--- WORK TO COMPLETE ---
Each entry that follows should be written again verbatim.

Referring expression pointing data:
##############################

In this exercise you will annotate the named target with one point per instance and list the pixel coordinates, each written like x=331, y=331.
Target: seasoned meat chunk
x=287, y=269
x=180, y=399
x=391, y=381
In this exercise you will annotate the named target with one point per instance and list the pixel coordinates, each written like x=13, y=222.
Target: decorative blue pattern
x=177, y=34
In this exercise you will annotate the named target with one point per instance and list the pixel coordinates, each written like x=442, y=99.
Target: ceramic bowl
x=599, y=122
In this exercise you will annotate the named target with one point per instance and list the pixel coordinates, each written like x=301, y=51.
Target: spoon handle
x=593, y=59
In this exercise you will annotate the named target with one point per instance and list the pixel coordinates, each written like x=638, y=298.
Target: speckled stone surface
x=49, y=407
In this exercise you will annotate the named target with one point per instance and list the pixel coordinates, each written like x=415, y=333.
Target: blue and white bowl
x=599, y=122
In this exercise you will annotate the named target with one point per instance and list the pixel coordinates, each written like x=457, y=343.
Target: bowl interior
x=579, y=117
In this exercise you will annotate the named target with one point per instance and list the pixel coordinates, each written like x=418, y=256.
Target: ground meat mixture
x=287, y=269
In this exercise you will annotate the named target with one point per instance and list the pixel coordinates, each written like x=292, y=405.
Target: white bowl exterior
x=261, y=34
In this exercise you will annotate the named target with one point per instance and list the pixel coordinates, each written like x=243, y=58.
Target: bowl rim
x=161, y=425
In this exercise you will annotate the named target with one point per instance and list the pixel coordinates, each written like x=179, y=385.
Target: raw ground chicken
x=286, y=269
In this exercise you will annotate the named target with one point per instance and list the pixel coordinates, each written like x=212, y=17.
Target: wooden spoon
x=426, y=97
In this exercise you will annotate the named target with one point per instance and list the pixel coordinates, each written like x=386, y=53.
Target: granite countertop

##############################

--- SOLUTION FOR THIS EXERCISE ---
In this exercise you will annotate the named target with one point per instance and list the pixel coordinates, each written like x=331, y=331.
Target: seasoned meat chunk
x=287, y=269
x=180, y=399
x=391, y=381
In this exercise you will annotate the named target with one point per instance and list the pixel coordinates, each written like x=13, y=222.
Target: decorative blue pattern
x=177, y=34
In this exercise you will annotate the named target with one point per instance and list the pixel coordinates, each written like x=442, y=99.
Target: ceramic bowl
x=599, y=122
In this exercise you will annotate the named target with one point per instance and list the pixel coordinates, each written like x=301, y=51.
Target: spoon handle
x=593, y=59
In this exercise you will annotate the named target with one point per instance and list the pixel coordinates, each written like x=638, y=298.
Target: speckled stone surface
x=49, y=407
In this exercise you will annotate the named target with one point per instance and list the pixel coordinates, each written like x=415, y=333.
Target: blue and white bowl
x=599, y=122
In this exercise you will annotate the named target with one point per instance and list the pixel coordinates, each written like x=457, y=343.
Target: bowl interior
x=579, y=117
In this exercise you will annotate the named target with one point per instance and list the pixel coordinates, each written like x=418, y=256.
Target: ground meat mixture
x=287, y=269
In this exercise you will annotate the named target with one point per instance and list the pixel coordinates, each written like x=292, y=405.
Target: white bowl exterior
x=261, y=34
In this exercise you will annotate the named target with one point per instance and list the pixel coordinates, each written like x=243, y=58.
Target: bowl rim
x=161, y=425
In this exercise you will annotate the named target with one point per instance and list the pixel coordinates, each written like x=179, y=385.
Target: raw ground chicken
x=286, y=269
In this exercise you will annotate the named target with one point per instance and list the pixel coordinates, each written like x=212, y=17.
Target: wooden spoon
x=426, y=97
In this exercise you will annotate the named target with one point per instance and list the pixel coordinates, each written like x=386, y=53.
Target: granite countertop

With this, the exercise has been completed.